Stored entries
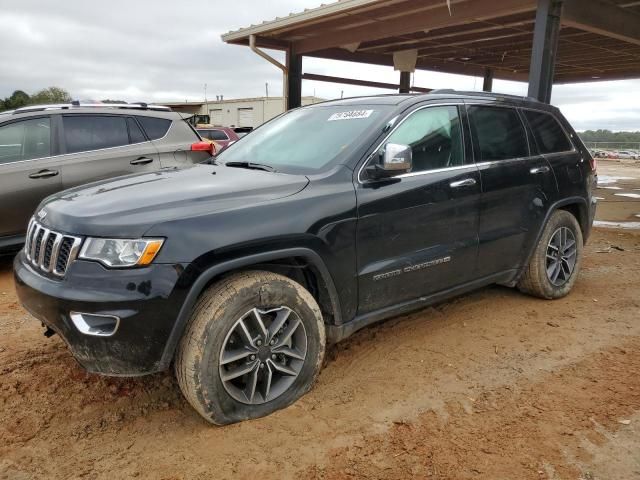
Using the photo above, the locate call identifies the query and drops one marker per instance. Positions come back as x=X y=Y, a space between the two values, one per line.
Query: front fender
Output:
x=210 y=273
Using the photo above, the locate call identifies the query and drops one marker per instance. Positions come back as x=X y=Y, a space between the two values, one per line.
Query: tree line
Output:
x=592 y=136
x=46 y=96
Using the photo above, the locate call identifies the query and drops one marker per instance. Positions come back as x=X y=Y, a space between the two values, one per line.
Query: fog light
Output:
x=95 y=324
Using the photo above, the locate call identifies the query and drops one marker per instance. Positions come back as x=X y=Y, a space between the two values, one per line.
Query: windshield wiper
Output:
x=251 y=166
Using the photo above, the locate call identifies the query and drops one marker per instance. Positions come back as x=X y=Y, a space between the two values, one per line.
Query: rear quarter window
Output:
x=547 y=132
x=83 y=133
x=498 y=133
x=215 y=134
x=155 y=128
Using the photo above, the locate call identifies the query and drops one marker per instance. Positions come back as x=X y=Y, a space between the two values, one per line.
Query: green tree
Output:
x=16 y=100
x=50 y=95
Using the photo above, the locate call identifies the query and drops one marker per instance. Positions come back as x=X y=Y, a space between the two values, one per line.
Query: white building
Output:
x=247 y=112
x=239 y=112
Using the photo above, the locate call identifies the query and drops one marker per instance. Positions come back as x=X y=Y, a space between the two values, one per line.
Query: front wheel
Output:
x=255 y=344
x=554 y=265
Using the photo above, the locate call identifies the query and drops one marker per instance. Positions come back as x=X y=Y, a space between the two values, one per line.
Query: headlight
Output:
x=117 y=252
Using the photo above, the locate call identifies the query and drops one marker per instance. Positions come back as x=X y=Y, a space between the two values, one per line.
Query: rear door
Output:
x=29 y=171
x=517 y=187
x=553 y=143
x=99 y=146
x=417 y=233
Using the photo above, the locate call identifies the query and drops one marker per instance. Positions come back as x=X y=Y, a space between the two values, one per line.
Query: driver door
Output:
x=417 y=232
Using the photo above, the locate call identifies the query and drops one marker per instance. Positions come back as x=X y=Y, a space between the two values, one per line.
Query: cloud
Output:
x=167 y=51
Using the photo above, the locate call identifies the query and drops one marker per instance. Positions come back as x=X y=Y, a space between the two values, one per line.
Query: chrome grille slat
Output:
x=35 y=249
x=27 y=245
x=32 y=246
x=54 y=253
x=42 y=247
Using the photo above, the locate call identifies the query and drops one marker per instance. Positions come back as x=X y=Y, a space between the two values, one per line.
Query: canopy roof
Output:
x=599 y=39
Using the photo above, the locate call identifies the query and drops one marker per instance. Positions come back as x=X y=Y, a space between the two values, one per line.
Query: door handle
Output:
x=44 y=174
x=141 y=161
x=467 y=182
x=536 y=170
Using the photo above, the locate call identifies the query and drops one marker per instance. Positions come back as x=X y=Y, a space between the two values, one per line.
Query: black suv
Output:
x=322 y=221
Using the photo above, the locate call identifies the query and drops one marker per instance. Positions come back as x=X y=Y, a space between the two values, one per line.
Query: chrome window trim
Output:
x=397 y=125
x=25 y=119
x=74 y=153
x=566 y=134
x=87 y=151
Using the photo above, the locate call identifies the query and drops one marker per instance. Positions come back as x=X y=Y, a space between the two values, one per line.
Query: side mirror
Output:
x=395 y=159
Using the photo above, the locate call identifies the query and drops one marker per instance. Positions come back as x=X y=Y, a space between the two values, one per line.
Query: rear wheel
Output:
x=254 y=345
x=554 y=265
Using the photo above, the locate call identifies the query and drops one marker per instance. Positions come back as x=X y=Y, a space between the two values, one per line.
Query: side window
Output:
x=155 y=128
x=435 y=138
x=83 y=133
x=218 y=135
x=135 y=134
x=25 y=140
x=548 y=133
x=499 y=133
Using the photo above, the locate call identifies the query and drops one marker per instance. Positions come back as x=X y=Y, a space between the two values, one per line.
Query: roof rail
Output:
x=77 y=104
x=480 y=94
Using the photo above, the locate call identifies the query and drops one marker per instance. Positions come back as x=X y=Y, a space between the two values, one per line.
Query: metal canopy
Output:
x=597 y=39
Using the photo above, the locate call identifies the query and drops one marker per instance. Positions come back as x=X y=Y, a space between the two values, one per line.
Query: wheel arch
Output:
x=577 y=206
x=313 y=270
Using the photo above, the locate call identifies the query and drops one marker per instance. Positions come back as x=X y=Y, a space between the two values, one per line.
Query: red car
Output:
x=222 y=136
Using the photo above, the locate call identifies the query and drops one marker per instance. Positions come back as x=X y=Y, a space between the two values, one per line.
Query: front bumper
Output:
x=146 y=300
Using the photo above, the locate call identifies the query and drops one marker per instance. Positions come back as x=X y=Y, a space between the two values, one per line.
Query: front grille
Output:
x=50 y=251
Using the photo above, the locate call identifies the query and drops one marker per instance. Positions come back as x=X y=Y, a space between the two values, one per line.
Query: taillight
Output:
x=203 y=147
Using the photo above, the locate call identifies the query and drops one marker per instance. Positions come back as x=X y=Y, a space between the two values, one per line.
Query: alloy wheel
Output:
x=561 y=256
x=263 y=354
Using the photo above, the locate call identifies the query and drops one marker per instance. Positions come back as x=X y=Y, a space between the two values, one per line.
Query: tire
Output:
x=536 y=279
x=230 y=314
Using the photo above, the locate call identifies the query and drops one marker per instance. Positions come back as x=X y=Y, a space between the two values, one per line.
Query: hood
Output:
x=128 y=206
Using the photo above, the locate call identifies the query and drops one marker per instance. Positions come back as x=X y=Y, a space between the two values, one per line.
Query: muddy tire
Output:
x=555 y=263
x=254 y=344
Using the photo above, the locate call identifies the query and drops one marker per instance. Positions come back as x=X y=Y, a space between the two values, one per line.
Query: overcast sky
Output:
x=143 y=50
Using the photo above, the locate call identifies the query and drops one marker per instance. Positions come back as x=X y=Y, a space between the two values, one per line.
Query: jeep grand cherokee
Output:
x=322 y=221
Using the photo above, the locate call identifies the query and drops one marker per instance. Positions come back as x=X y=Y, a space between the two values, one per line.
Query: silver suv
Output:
x=48 y=148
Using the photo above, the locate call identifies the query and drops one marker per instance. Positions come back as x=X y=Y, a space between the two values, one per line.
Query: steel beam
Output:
x=545 y=48
x=487 y=84
x=294 y=79
x=361 y=83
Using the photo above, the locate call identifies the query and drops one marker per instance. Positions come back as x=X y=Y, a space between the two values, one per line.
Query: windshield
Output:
x=307 y=140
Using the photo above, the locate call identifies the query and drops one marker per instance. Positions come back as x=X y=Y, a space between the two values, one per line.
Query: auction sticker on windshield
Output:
x=350 y=115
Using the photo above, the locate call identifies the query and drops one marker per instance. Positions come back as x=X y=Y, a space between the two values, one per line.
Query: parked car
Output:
x=222 y=136
x=626 y=154
x=322 y=221
x=48 y=148
x=242 y=131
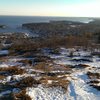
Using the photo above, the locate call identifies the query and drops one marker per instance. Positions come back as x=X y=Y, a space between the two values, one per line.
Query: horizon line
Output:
x=52 y=16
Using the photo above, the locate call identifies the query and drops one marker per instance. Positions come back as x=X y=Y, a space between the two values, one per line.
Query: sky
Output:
x=64 y=8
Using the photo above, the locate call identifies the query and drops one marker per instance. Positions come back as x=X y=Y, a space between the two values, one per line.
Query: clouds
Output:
x=78 y=8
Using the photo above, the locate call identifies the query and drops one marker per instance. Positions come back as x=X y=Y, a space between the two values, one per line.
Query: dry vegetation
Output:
x=94 y=82
x=55 y=81
x=27 y=82
x=12 y=70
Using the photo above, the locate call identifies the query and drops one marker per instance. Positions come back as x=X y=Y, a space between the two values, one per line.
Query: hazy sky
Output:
x=81 y=8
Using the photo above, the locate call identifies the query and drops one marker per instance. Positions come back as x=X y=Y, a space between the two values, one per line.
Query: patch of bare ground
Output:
x=16 y=96
x=26 y=62
x=92 y=75
x=27 y=82
x=81 y=66
x=94 y=82
x=54 y=81
x=42 y=66
x=12 y=70
x=2 y=77
x=21 y=96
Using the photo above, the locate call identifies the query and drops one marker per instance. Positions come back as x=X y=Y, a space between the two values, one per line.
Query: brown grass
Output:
x=93 y=75
x=43 y=67
x=27 y=82
x=13 y=70
x=22 y=96
x=56 y=81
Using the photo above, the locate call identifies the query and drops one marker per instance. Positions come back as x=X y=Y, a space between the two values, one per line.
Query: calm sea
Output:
x=14 y=23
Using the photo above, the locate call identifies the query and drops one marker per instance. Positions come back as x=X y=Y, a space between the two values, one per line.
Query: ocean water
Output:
x=14 y=23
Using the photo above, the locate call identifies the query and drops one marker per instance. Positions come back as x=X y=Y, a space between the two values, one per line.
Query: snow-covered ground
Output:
x=78 y=89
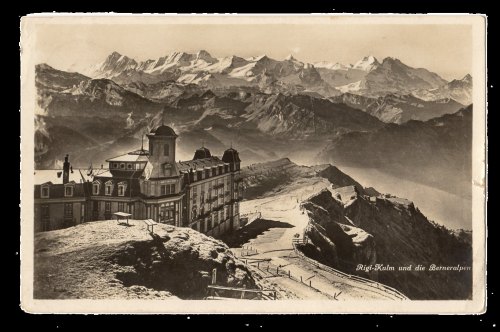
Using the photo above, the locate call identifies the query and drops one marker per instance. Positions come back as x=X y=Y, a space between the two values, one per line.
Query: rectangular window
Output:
x=45 y=211
x=121 y=190
x=68 y=191
x=109 y=189
x=45 y=192
x=68 y=210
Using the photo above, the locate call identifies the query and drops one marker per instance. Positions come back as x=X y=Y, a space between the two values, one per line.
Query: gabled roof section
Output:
x=129 y=157
x=199 y=164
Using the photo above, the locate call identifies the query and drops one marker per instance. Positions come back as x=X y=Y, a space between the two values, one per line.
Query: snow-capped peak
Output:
x=467 y=79
x=204 y=55
x=331 y=65
x=368 y=63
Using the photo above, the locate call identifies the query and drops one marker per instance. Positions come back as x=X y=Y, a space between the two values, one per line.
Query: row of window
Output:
x=128 y=166
x=166 y=149
x=211 y=172
x=68 y=191
x=108 y=188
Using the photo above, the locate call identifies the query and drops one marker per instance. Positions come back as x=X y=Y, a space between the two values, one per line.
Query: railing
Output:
x=367 y=282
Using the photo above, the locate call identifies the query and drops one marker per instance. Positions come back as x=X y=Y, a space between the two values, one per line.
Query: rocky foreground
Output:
x=106 y=260
x=388 y=239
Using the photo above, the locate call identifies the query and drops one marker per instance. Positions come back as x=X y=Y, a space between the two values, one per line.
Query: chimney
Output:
x=66 y=166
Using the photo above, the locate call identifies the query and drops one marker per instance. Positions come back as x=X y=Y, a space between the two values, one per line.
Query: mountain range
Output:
x=266 y=108
x=367 y=76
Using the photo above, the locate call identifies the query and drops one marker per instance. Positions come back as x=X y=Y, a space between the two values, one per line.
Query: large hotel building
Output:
x=202 y=193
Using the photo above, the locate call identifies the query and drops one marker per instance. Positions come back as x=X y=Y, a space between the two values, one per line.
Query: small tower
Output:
x=202 y=153
x=66 y=167
x=232 y=157
x=162 y=151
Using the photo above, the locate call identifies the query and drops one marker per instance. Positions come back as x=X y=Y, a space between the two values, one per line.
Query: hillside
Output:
x=393 y=108
x=106 y=260
x=436 y=152
x=347 y=229
x=48 y=79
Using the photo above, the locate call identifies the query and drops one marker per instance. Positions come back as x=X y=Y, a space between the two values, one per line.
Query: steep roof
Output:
x=231 y=156
x=164 y=131
x=129 y=157
x=55 y=176
x=199 y=164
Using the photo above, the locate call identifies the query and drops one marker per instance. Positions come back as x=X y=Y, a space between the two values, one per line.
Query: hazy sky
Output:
x=444 y=49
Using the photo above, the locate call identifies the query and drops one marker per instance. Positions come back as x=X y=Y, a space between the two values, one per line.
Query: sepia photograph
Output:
x=258 y=164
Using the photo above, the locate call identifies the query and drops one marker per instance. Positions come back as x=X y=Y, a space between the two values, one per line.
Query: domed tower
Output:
x=202 y=153
x=232 y=157
x=162 y=151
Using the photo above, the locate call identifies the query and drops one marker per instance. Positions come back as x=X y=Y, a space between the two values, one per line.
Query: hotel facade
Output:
x=203 y=193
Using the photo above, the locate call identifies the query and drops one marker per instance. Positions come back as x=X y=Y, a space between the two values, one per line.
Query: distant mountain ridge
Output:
x=368 y=76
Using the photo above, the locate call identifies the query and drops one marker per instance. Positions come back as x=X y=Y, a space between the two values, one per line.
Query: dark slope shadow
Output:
x=251 y=231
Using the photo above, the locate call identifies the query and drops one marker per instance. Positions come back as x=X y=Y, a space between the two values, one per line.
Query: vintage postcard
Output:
x=253 y=164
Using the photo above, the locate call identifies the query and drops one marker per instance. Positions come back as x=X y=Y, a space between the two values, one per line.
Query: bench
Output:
x=150 y=223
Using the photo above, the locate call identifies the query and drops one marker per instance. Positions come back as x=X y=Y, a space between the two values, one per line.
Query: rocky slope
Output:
x=348 y=229
x=106 y=260
x=459 y=90
x=48 y=79
x=393 y=108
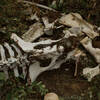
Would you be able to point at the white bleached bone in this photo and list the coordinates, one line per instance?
(3, 56)
(34, 32)
(3, 60)
(19, 53)
(48, 26)
(35, 69)
(75, 20)
(87, 43)
(90, 73)
(29, 47)
(12, 59)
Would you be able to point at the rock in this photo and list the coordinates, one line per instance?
(51, 96)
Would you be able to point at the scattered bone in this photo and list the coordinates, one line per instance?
(90, 73)
(48, 26)
(35, 31)
(39, 5)
(34, 17)
(75, 20)
(12, 59)
(87, 43)
(51, 96)
(17, 50)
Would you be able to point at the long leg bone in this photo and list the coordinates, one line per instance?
(3, 61)
(20, 56)
(27, 46)
(12, 59)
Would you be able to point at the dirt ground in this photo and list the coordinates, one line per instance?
(60, 81)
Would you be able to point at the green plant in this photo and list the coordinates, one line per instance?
(17, 89)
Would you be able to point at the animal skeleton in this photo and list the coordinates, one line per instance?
(33, 54)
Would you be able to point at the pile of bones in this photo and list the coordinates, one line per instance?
(28, 54)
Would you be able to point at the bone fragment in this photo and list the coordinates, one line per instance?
(90, 73)
(48, 26)
(75, 20)
(17, 50)
(12, 59)
(87, 43)
(34, 32)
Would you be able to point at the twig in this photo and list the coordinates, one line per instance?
(39, 5)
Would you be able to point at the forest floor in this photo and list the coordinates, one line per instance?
(13, 18)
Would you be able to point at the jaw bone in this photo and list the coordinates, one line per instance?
(87, 43)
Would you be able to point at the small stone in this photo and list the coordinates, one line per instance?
(51, 96)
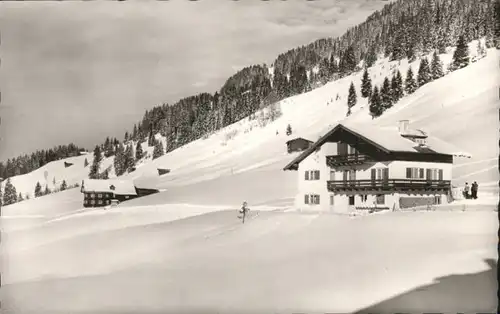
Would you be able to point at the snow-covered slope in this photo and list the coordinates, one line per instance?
(165, 252)
(243, 156)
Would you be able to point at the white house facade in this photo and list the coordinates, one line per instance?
(362, 167)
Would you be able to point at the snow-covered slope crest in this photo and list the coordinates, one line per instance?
(456, 109)
(459, 108)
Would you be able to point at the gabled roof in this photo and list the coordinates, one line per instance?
(299, 138)
(387, 139)
(120, 187)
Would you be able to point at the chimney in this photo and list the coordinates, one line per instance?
(403, 126)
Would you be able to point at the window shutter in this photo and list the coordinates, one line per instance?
(385, 174)
(408, 173)
(342, 149)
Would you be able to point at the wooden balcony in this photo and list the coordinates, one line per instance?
(346, 160)
(397, 185)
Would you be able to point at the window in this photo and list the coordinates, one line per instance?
(349, 175)
(316, 199)
(434, 174)
(380, 199)
(351, 150)
(351, 200)
(312, 175)
(437, 199)
(332, 175)
(415, 173)
(312, 199)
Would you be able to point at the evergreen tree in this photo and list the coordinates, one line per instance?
(481, 50)
(108, 148)
(461, 54)
(349, 60)
(96, 163)
(64, 186)
(366, 85)
(158, 150)
(386, 95)
(129, 158)
(280, 84)
(47, 190)
(298, 79)
(371, 57)
(397, 87)
(334, 67)
(324, 72)
(10, 193)
(410, 84)
(119, 160)
(151, 138)
(424, 72)
(138, 151)
(134, 132)
(352, 98)
(375, 104)
(436, 66)
(38, 190)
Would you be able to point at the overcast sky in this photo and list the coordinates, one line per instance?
(80, 71)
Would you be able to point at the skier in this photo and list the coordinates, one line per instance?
(244, 209)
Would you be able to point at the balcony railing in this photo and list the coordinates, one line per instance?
(389, 185)
(344, 160)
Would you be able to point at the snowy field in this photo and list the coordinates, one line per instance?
(167, 253)
(277, 261)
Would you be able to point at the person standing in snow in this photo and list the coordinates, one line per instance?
(244, 209)
(466, 190)
(474, 190)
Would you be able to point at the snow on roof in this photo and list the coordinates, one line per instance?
(121, 187)
(386, 138)
(443, 147)
(299, 138)
(412, 132)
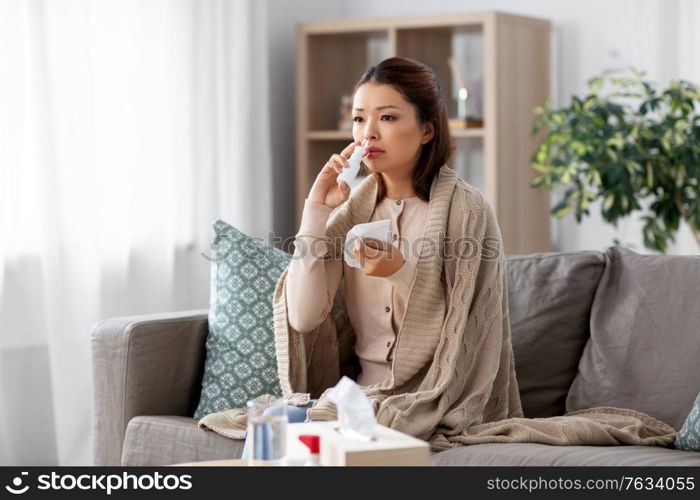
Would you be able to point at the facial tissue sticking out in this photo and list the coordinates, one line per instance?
(355, 413)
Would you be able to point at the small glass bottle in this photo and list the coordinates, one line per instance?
(313, 442)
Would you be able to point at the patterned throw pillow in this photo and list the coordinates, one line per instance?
(688, 438)
(241, 362)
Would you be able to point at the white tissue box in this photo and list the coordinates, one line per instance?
(389, 447)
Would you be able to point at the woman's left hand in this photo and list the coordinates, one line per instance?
(378, 258)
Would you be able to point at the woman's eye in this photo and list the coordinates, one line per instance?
(357, 119)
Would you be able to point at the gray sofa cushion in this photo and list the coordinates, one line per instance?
(645, 341)
(533, 454)
(549, 302)
(167, 440)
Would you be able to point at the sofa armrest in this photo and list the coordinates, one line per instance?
(144, 365)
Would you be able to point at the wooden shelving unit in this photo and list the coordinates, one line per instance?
(504, 62)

Work request —
Exactly how many lines of the data include the word "door"? Reply with that number only.

Task answer —
3